* _EXCERPTED TEXT_
* start *

Tomar, a charming town situated in the heart of Portugal’s Centro region, is an inviting destination filled with history, culture, and natural beauty. Founded by the Templar Knight Gualdim Pais in the 12th century, Tomar is particularly famous for the Convento de Cristo, a UNESCO World Heritage Site, which was once the stronghold of the Knights Templar. The city’s fascinating blend of religious and military architecture provides visitors with insights into various historical periods, including the time of the Templars, the Renaissance, and the Manueline era.
Nestled on the banks of the Nabão River, Tomar’s streets are adorned with traditional houses, beautiful gardens, and a range of inviting cafes and restaurants. The picturesque town centre, with its cobbled streets and ancient buildings, exudes an old-world charm, making it an ideal place to wander and explore. The town’s bridge and riverside parks offer idyllic settings for relaxation and enjoying the lush surroundings.
Tomar is not only steeped in history; it’s a vibrant and lively town. It hosts several annual festivals, including the Festa dos Tabuleiros, a centuries-old tradition that celebrates the town’s agricultural abundance with colourful processions, traditional music, and dance. The town is also a gateway to the surrounding region, with nearby natural parks and river beaches providing opportunities for outdoor adventures, including hiking, swimming, and fishing.
The blend of historical significance, natural beauty, and contemporary vitality makes Tomar a compelling destination for travellers seeking to explore Portugal’s rich heritage and diverse landscapes.
Useful Resources for Your Trip to Tomar
Here’s our top tips and tricks for getting the best deals for your trip to Tomar.
- Accommodation: Booking.com and Airbnb are the two most comprehensive websites for finding hotels, hostels, apartments, and other types of accommodation in Tomar.
- Car Rental: Discover Cars and Rental Cars are the two most useful sites for booking local car rental.
- Airport transfers: There are taxis and Ubers at Lisbon and Porto Airport, but you can also pre-book an airport transfer with Welcome Pickups.
- Tours & Things to Do: Both Get Your Guide and Viator list lots of local tours and activities in Tomar and the surrounding Central Portugal region.
- Luggage Storage: Luggage Hero and Bounce are two great sites for finding places to store your luggage in Portugal.

* end *

* _ENTRIES PROVIDED_

* start *

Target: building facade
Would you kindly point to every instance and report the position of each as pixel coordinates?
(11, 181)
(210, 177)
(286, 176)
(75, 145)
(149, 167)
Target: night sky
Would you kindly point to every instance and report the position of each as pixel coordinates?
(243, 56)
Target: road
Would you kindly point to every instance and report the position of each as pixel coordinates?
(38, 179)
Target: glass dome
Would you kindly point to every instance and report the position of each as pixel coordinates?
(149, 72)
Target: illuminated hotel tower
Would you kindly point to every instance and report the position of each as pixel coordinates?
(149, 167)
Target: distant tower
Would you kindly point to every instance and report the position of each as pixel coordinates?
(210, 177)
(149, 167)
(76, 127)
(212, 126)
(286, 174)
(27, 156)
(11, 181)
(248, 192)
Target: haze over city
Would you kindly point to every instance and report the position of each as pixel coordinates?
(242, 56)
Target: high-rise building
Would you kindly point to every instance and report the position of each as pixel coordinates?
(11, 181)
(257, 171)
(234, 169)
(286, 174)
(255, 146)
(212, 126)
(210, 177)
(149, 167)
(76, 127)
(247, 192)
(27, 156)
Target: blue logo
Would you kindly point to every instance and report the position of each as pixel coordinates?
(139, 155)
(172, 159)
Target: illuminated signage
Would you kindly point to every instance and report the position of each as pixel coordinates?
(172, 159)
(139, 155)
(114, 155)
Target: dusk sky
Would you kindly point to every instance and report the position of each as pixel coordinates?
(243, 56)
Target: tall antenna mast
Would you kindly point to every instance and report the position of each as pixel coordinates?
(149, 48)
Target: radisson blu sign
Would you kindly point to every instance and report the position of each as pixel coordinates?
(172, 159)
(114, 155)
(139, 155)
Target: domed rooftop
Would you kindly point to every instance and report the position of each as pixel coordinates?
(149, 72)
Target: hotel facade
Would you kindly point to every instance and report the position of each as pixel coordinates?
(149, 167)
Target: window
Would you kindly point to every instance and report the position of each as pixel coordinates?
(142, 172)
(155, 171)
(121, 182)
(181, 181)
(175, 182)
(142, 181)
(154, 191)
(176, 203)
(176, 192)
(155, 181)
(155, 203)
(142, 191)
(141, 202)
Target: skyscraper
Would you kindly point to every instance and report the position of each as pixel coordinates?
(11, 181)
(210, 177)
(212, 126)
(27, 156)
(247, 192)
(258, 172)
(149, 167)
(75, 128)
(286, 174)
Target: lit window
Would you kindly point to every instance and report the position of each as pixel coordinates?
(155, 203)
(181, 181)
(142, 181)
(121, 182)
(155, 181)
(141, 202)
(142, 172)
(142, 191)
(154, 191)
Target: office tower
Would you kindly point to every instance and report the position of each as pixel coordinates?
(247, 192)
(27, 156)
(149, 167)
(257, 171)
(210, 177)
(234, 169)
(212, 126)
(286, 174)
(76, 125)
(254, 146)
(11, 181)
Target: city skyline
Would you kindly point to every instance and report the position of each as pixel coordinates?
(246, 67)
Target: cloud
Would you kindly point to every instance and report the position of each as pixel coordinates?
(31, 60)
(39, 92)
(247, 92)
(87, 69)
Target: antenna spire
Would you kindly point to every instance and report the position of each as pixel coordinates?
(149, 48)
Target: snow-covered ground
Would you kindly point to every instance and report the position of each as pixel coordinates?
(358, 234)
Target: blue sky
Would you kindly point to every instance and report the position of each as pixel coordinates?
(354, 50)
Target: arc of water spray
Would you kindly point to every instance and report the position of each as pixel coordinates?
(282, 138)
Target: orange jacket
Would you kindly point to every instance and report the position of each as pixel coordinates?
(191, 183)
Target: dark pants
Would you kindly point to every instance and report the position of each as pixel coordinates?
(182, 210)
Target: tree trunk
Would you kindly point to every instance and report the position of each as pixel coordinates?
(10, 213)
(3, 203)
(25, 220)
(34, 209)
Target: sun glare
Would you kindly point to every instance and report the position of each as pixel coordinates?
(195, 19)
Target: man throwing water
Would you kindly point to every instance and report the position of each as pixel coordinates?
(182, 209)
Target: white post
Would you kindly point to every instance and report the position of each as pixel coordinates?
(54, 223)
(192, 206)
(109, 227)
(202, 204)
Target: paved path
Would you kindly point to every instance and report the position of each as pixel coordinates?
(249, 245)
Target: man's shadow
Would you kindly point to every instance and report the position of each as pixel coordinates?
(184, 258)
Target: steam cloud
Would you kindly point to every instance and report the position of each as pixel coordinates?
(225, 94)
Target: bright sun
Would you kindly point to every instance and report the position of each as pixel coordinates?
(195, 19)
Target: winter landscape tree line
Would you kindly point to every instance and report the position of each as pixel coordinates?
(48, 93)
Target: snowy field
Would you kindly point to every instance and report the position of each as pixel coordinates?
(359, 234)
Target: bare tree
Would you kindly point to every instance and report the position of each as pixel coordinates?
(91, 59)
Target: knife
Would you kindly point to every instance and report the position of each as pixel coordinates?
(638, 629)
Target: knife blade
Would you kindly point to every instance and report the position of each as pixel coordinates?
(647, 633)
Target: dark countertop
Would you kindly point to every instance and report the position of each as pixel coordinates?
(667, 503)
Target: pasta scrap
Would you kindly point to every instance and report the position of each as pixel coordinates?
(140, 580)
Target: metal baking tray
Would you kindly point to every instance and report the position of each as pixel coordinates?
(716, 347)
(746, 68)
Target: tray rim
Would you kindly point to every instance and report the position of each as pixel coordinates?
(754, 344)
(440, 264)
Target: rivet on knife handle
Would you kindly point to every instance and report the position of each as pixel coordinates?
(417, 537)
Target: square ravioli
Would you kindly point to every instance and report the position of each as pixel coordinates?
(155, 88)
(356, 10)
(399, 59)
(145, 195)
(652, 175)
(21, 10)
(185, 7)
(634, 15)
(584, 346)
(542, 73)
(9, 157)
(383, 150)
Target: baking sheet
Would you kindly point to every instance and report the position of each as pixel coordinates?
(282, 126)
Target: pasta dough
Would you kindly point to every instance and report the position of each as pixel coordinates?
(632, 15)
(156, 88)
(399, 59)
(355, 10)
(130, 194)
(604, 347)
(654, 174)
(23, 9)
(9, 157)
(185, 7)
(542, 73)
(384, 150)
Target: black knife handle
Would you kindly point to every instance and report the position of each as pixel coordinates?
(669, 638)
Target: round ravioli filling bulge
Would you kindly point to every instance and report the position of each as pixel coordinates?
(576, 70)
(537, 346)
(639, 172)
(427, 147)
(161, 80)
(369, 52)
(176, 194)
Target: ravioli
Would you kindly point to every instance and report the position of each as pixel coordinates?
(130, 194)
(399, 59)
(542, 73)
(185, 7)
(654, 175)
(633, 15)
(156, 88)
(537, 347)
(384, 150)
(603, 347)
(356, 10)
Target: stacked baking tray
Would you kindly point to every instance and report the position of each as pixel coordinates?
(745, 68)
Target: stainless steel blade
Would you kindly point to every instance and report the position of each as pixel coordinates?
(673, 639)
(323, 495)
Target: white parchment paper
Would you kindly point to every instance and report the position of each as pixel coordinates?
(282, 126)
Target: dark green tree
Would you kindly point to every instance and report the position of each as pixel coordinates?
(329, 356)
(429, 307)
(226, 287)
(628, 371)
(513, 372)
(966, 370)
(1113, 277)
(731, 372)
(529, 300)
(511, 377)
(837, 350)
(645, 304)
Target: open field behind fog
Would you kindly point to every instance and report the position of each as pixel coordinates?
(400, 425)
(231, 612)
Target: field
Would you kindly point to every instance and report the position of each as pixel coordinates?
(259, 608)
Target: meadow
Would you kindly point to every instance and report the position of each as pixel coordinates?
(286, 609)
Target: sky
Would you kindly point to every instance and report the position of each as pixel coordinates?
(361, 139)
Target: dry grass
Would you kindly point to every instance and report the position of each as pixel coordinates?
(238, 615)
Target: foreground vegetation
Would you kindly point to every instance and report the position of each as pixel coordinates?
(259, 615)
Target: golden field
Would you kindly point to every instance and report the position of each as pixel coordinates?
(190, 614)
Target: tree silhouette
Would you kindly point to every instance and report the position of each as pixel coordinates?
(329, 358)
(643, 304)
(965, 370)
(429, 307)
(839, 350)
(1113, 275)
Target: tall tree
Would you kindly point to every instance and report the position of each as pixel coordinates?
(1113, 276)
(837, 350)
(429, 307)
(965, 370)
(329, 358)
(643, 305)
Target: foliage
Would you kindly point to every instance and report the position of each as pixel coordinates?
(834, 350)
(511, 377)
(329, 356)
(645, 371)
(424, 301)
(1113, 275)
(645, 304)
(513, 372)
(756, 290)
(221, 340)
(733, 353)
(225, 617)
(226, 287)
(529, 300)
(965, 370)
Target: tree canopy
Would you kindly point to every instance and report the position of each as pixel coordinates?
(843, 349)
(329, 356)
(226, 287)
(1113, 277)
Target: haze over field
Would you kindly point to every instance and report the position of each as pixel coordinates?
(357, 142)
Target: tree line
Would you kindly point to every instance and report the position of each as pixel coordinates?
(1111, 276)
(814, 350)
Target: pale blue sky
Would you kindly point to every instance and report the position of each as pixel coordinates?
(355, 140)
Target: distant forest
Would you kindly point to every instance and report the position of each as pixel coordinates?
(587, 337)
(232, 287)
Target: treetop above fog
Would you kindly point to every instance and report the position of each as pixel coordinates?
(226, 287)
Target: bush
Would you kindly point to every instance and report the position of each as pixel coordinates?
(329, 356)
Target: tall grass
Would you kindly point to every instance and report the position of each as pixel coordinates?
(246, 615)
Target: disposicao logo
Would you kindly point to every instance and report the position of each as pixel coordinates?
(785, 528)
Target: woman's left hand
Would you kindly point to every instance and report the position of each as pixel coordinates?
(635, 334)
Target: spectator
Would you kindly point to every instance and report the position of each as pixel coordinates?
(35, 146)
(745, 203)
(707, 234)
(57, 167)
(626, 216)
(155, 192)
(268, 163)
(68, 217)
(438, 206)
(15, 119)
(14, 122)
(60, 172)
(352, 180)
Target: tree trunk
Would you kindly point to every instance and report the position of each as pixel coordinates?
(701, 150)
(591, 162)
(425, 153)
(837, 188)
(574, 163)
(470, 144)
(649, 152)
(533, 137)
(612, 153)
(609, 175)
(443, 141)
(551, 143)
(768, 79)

* end *

* _OBJECTIVE A_
In the text about Tomar, condense the paragraph beginning "Tomar is not only steeped in history" into a short bulleted list that keeps its main facts.
* _OBJECTIVE B_
Reproduce verbatim everything in the text about Tomar from "- Accommodation: Booking.com" down to "local car rental.".

* _WORKED ANSWER A_
- Tomar is lively as well as historic.
- It holds several annual festivals, including the centuries-old Festa dos Tabuleiros, which celebrates the town's agricultural abundance with colorful processions, traditional music, and dance.
- It serves as a gateway to the surrounding region, where nearby natural parks and river beaches offer hiking, swimming, and fishing.

* _WORKED ANSWER B_
- Accommodation: Booking.com and Airbnb are the two most comprehensive websites for finding hotels, hostels, apartments, and other types of accommodation in Tomar.
- Car Rental: Discover Cars and Rental Cars are the two most useful sites for booking local car rental.